DOCUMENT PASSAGE:

Selvedge to Selvedge - Textile Arts and Textility from Antiquity to the Present

A Start-Up Workshop

of the Joint Research Projects "An Iconology of the Textile in Art and Architecture" (funded by the Swiss National Scientific Foundation (SNSF) at the University of Zurich and directed by Tristan Weddigen) and "Networks: Textile Arts and Textility in a Transcultural Perspective (4th-17th Cent.)" (funded by the German Research Foundation (DFG) at Humboldt-Universität zu Berlin and directed by Gerhard Wolf)

Organized by Vera-Simone Schulz and Gerhard Wolf

From an anthropological point of view, there is hardly a genre of artifacts that is closer to us than textiles. Across cultures, time and space, we are quite literally surrounded by them, from birth to death. Yet, despite a growing interest in recent scholarship, the study of textiles remains a marginal field. The aim of the research projects "An Iconology of the Textile in Art and Architecture" (University of Zurich) and "Networks: Textile Arts and Textility in a Transcultural Perspective (4th-17th Cent.)" (Humboldt-Universität zu Berlin) is to take up this challenge and to study the aesthetics of textiles and their vital role as agents of cultural interaction during the three-year collaboration.

DIRECTIVES:
1 – Do the following statements agree with the workshop announcement? For each, answer yes or no and quote the words of the announcement that decide it.
(a) The Zurich project is funded by the German Research Foundation.
(b) The workshop is organized by Vera-Simone Schulz and Gerhard Wolf.
(c) The study of textiles is described as a central field of scholarship.
2 – Answer these questions from the workshop announcement:
(a) Who directs the project at the University of Zurich?
(b) Which centuries does the Berlin project cover?
(c) How long does the collaboration last?
3 – Rewrite the part of the workshop announcement starting at "A Start-Up Workshop" and ending at "by Gerhard Wolf)", with "directed by" replaced by "led by".

DATA RECORDS:
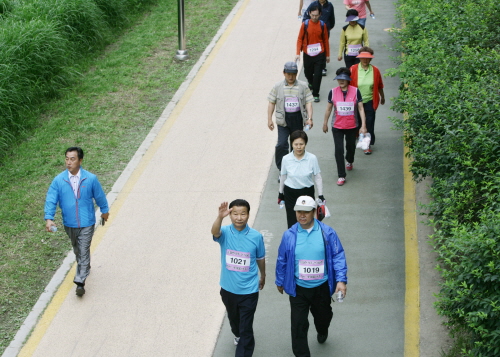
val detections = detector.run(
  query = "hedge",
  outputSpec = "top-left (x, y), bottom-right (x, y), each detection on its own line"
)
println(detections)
top-left (0, 0), bottom-right (155, 160)
top-left (391, 0), bottom-right (500, 357)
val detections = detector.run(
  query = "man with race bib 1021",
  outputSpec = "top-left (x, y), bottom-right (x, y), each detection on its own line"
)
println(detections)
top-left (276, 196), bottom-right (347, 357)
top-left (212, 199), bottom-right (266, 357)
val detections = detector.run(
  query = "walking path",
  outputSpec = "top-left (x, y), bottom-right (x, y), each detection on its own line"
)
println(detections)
top-left (5, 0), bottom-right (448, 357)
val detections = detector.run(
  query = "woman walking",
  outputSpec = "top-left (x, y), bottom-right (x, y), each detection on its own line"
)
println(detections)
top-left (351, 47), bottom-right (385, 155)
top-left (337, 9), bottom-right (370, 68)
top-left (278, 130), bottom-right (325, 228)
top-left (323, 67), bottom-right (367, 186)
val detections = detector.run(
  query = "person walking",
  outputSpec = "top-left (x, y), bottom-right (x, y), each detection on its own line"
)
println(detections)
top-left (278, 130), bottom-right (325, 228)
top-left (351, 47), bottom-right (385, 155)
top-left (267, 62), bottom-right (313, 177)
top-left (323, 67), bottom-right (367, 186)
top-left (303, 0), bottom-right (335, 76)
top-left (275, 196), bottom-right (347, 357)
top-left (344, 0), bottom-right (375, 26)
top-left (44, 146), bottom-right (109, 296)
top-left (295, 5), bottom-right (330, 102)
top-left (337, 9), bottom-right (370, 68)
top-left (212, 199), bottom-right (266, 357)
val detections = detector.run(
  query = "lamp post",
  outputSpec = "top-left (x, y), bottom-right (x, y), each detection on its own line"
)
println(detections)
top-left (175, 0), bottom-right (189, 61)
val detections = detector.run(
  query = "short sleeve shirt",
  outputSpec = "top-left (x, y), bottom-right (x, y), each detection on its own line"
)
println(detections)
top-left (214, 224), bottom-right (266, 295)
top-left (281, 151), bottom-right (321, 189)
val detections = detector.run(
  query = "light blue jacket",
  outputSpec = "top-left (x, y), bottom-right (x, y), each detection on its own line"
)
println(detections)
top-left (276, 221), bottom-right (347, 297)
top-left (44, 168), bottom-right (109, 228)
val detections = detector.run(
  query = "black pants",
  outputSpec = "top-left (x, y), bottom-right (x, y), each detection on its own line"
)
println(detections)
top-left (363, 100), bottom-right (375, 145)
top-left (344, 54), bottom-right (360, 68)
top-left (274, 111), bottom-right (304, 170)
top-left (220, 288), bottom-right (259, 357)
top-left (304, 52), bottom-right (326, 97)
top-left (290, 281), bottom-right (333, 357)
top-left (283, 185), bottom-right (314, 228)
top-left (334, 128), bottom-right (359, 177)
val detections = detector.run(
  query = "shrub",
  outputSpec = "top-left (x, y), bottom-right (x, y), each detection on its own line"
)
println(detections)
top-left (392, 0), bottom-right (500, 357)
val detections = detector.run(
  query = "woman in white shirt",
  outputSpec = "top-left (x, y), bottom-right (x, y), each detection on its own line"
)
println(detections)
top-left (278, 130), bottom-right (325, 228)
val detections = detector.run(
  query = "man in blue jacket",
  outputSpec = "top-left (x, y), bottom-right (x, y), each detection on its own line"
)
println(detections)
top-left (302, 0), bottom-right (335, 76)
top-left (45, 147), bottom-right (109, 296)
top-left (276, 196), bottom-right (347, 357)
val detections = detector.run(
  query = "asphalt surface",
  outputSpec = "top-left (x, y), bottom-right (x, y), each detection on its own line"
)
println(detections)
top-left (4, 0), bottom-right (450, 357)
top-left (214, 1), bottom-right (405, 357)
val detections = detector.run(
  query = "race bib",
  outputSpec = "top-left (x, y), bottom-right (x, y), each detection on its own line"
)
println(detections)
top-left (337, 102), bottom-right (354, 115)
top-left (285, 97), bottom-right (300, 113)
top-left (226, 249), bottom-right (250, 272)
top-left (299, 259), bottom-right (325, 280)
top-left (347, 45), bottom-right (361, 56)
top-left (307, 43), bottom-right (322, 57)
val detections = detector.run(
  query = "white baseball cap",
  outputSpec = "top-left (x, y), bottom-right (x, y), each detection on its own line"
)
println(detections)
top-left (293, 196), bottom-right (317, 211)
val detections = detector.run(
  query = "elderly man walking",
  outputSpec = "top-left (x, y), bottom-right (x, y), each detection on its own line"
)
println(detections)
top-left (276, 196), bottom-right (347, 357)
top-left (45, 146), bottom-right (109, 296)
top-left (267, 62), bottom-right (313, 180)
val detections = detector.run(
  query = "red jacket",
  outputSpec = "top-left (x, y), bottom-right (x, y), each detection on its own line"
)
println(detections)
top-left (349, 63), bottom-right (384, 110)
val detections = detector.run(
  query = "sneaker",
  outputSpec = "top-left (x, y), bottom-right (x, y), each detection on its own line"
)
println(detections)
top-left (318, 331), bottom-right (328, 343)
top-left (76, 285), bottom-right (85, 296)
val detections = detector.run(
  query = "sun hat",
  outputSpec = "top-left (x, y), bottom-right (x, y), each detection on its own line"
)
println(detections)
top-left (293, 196), bottom-right (317, 211)
top-left (345, 15), bottom-right (359, 22)
top-left (333, 73), bottom-right (352, 81)
top-left (283, 61), bottom-right (299, 73)
top-left (356, 52), bottom-right (375, 58)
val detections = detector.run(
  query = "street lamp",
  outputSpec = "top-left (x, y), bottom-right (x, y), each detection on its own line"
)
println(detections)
top-left (175, 0), bottom-right (189, 61)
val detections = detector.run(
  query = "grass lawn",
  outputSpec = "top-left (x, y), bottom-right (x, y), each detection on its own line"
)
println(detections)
top-left (0, 0), bottom-right (237, 354)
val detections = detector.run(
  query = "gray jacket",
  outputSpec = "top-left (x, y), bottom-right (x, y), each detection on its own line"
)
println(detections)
top-left (274, 79), bottom-right (308, 126)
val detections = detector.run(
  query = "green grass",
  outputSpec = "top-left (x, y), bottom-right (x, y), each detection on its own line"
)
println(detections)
top-left (0, 0), bottom-right (237, 353)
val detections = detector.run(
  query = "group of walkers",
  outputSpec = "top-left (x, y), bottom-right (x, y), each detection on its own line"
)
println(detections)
top-left (212, 0), bottom-right (385, 357)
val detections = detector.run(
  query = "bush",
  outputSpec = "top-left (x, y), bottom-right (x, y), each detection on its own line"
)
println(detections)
top-left (392, 0), bottom-right (500, 357)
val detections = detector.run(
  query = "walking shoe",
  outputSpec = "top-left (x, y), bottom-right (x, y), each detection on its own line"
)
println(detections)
top-left (76, 285), bottom-right (85, 296)
top-left (318, 331), bottom-right (328, 343)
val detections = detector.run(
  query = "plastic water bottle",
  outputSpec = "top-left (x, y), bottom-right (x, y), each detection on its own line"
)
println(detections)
top-left (337, 291), bottom-right (344, 302)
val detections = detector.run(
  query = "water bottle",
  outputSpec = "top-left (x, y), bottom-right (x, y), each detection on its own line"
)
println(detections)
top-left (337, 291), bottom-right (344, 302)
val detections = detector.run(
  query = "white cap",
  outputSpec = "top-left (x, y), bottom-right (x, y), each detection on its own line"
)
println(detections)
top-left (293, 196), bottom-right (317, 211)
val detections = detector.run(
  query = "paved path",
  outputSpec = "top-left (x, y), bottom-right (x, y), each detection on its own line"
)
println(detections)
top-left (8, 0), bottom-right (446, 357)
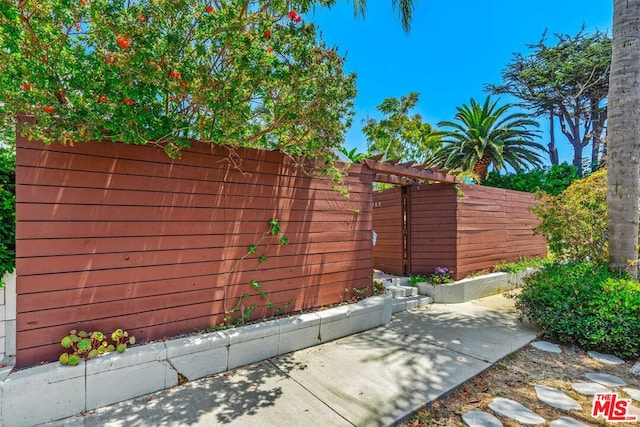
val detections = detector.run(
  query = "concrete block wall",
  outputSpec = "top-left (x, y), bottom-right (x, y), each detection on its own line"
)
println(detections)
top-left (0, 271), bottom-right (16, 361)
top-left (0, 287), bottom-right (393, 426)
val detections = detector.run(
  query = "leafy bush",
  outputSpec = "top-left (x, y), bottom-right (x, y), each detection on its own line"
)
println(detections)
top-left (0, 147), bottom-right (16, 286)
top-left (533, 170), bottom-right (607, 261)
top-left (482, 163), bottom-right (578, 196)
top-left (516, 261), bottom-right (640, 359)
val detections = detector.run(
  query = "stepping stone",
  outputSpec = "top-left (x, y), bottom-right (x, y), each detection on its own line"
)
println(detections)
top-left (571, 383), bottom-right (611, 396)
top-left (587, 351), bottom-right (624, 365)
top-left (531, 341), bottom-right (562, 353)
top-left (534, 385), bottom-right (582, 411)
top-left (549, 417), bottom-right (587, 427)
top-left (462, 411), bottom-right (502, 427)
top-left (585, 372), bottom-right (627, 387)
top-left (622, 387), bottom-right (640, 402)
top-left (489, 397), bottom-right (545, 425)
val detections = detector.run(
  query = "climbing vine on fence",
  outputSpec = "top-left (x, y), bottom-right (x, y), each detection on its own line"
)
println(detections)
top-left (219, 218), bottom-right (289, 329)
top-left (0, 147), bottom-right (16, 286)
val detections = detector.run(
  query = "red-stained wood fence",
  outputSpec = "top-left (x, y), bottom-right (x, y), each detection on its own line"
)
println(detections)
top-left (373, 184), bottom-right (546, 279)
top-left (16, 137), bottom-right (373, 366)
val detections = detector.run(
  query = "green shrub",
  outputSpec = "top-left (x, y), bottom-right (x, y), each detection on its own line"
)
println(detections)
top-left (409, 274), bottom-right (427, 286)
top-left (0, 146), bottom-right (16, 286)
top-left (516, 261), bottom-right (640, 359)
top-left (532, 170), bottom-right (607, 261)
top-left (482, 163), bottom-right (578, 196)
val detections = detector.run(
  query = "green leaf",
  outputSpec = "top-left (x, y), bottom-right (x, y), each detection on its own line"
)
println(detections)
top-left (269, 219), bottom-right (280, 236)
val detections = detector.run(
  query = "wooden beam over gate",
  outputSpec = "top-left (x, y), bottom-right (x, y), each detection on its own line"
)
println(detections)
top-left (362, 157), bottom-right (458, 184)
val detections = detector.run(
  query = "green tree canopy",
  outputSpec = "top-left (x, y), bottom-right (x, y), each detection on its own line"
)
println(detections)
top-left (353, 0), bottom-right (415, 32)
top-left (427, 96), bottom-right (545, 181)
top-left (362, 92), bottom-right (441, 162)
top-left (0, 0), bottom-right (355, 167)
top-left (488, 30), bottom-right (611, 175)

RESPONSES FOR EACH TASK:
1 –
(a) No: "funded by the Swiss National Scientific Foundation (SNSF) at the University of Zurich"
(b) Yes: "Organized by Vera-Simone Schulz and Gerhard Wolf"
(c) No: "the study of textiles remains a marginal field"

2 –
(a) Tristan Weddigen
(b) The 4th to the 17th century
(c) Three years

3 –
A Start-Up Workshop

of the Joint Research Projects "An Iconology of the Textile in Art and Architecture" (funded by the Swiss National Scientific Foundation (SNSF) at the University of Zurich and led by Tristan Weddigen) and "Networks: Textile Arts and Textility in a Transcultural Perspective (4th-17th Cent.)" (funded by the German Research Foundation (DFG) at Humboldt-Universität zu Berlin and led by Gerhard Wolf)